**Text section:**
········
Jensen exhibited in galleries in South Africa and the United Kingdom. She worked on large-scale public commissions for the Netherlands Bank building and the Santam building in Johannesburg, the Philips factory in Germiston, the VIP lounge at Jan Smuts Airport, all in South Africa, and the Windhoek Museum in Namibia. In 1977, Jensen started a craft centre in County Donegal, Ireland. There, she created an art studio to train students in metal and sculptural work, as well as jewellery making, printmaking, and other crafts. She also continued to work on large-scale murals, including at the Longford Westmeath Hospital in Mullingar.

In 1993, Jensen bought a 300-year-old Protestant church in Rochfortbridge, County Westmeath. She renovated the building and installed a metal studio. She recommenced welding and completed commissions for local authorities.

== Community service ==
Jensen was invited to set up a craft centre in Glencolumbkille, Ireland in 1977 as part of an initiative to develop local industries and was later appointed assistant director of an adult education centre in Belfast. In London, she was coordinator of the new Highgate Newtown Community Centre, working with a committee of local people and councillors to prepare activity programmes for the centre, covering sports, advice sessions, craftwork, entertainment and sessions for pensioners, mothers, and babies. She then became Hampstead Community Centre's director, a post she held for nine years. In 2001, Jensen organised a County Westmeath environmental group which advocated against a landfill site in the Killucan area.

== Death ==
Jensen died at the age of 82 in Cork, Ireland, on 25 July 2015.
········
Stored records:
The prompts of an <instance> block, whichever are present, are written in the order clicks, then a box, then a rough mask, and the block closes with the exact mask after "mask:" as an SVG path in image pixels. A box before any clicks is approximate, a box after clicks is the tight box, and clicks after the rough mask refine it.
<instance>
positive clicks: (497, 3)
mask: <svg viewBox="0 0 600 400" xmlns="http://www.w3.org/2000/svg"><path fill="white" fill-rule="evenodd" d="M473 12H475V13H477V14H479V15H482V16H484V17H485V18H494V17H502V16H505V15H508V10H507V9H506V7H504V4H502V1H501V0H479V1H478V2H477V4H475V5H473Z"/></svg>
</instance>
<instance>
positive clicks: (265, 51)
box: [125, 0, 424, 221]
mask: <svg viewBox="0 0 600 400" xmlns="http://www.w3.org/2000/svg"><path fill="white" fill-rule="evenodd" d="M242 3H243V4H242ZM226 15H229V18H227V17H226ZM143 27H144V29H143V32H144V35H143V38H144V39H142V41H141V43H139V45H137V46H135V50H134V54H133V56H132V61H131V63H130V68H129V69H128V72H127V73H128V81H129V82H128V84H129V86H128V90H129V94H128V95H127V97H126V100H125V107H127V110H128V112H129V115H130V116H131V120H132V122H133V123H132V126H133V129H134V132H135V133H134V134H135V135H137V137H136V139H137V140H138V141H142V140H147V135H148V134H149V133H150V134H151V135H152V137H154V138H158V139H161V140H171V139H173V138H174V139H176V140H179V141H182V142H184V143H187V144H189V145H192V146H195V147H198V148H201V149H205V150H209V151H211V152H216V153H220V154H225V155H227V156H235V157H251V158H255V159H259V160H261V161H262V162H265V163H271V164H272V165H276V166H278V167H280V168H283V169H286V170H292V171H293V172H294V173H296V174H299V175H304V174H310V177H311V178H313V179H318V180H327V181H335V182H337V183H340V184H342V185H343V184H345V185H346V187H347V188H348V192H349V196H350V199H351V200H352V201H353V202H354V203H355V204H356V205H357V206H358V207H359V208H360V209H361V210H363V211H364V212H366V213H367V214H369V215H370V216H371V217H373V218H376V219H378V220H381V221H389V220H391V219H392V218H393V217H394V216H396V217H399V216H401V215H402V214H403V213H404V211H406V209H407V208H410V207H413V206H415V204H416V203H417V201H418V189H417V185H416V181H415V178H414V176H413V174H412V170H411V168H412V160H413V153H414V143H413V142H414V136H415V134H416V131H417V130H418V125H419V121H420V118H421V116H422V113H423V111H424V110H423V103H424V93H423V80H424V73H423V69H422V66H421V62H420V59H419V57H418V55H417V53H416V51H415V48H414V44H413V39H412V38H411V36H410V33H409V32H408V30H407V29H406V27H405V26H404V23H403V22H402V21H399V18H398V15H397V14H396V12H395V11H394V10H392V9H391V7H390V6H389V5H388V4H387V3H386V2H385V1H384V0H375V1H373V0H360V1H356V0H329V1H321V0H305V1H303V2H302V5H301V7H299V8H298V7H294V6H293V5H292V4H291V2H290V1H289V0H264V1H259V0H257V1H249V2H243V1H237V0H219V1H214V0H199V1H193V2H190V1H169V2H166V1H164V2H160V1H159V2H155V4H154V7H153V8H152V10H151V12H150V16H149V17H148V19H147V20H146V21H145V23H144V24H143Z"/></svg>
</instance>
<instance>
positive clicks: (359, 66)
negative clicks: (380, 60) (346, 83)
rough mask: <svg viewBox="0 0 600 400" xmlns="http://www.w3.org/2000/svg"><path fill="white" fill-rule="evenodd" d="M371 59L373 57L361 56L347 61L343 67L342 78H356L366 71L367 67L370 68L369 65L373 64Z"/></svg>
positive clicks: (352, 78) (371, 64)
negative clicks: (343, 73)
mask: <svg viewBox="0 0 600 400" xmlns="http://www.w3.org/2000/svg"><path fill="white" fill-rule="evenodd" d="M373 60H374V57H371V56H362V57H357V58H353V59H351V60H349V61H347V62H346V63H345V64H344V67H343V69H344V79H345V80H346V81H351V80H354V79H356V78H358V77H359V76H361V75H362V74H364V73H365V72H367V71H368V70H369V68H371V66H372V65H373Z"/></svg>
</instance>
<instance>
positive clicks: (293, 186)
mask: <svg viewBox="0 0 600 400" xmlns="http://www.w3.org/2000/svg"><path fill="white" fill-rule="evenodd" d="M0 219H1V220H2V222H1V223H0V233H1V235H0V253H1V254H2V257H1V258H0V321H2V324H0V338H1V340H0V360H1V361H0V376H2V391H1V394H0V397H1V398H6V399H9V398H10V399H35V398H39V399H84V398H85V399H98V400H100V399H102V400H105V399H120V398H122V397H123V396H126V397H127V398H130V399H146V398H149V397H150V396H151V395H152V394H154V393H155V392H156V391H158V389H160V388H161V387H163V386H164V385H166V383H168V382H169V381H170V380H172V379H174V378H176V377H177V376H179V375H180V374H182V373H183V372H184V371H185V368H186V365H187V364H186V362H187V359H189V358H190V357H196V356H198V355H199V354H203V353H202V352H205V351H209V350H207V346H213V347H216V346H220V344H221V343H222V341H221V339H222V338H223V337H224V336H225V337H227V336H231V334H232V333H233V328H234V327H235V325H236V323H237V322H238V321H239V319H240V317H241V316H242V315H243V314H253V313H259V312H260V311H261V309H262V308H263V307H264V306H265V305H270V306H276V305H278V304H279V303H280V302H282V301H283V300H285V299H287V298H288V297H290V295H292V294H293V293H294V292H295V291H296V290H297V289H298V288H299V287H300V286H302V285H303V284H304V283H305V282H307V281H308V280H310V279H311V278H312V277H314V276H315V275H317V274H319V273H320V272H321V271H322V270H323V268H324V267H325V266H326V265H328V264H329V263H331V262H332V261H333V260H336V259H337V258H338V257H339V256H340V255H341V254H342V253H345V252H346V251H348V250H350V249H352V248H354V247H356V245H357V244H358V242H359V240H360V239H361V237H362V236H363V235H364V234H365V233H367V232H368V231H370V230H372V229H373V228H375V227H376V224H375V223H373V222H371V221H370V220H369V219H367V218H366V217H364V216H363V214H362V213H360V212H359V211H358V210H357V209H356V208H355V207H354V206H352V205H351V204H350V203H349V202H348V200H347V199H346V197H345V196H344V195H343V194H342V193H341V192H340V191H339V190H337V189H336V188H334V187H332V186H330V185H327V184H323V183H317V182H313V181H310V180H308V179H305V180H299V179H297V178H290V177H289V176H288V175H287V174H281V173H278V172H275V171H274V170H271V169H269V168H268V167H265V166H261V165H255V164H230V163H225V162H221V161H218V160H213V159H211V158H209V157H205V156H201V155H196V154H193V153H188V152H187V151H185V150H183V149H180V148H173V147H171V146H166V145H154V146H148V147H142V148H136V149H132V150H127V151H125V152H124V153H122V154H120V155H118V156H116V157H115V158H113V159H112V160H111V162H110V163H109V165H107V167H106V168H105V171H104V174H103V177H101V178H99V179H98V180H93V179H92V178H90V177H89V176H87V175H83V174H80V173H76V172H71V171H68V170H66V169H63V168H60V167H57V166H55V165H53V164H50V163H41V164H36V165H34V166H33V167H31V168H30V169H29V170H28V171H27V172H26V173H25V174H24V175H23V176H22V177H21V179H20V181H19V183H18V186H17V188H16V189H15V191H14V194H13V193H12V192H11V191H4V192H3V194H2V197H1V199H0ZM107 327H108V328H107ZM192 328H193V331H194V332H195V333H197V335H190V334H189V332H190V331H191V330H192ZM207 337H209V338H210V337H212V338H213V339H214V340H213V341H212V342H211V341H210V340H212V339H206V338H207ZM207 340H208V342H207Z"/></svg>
········
**Problem details:**
According to the text about Jensen, how long did she hold the post of director of Hampstead Community Centre?

**Your response:**
Nine years.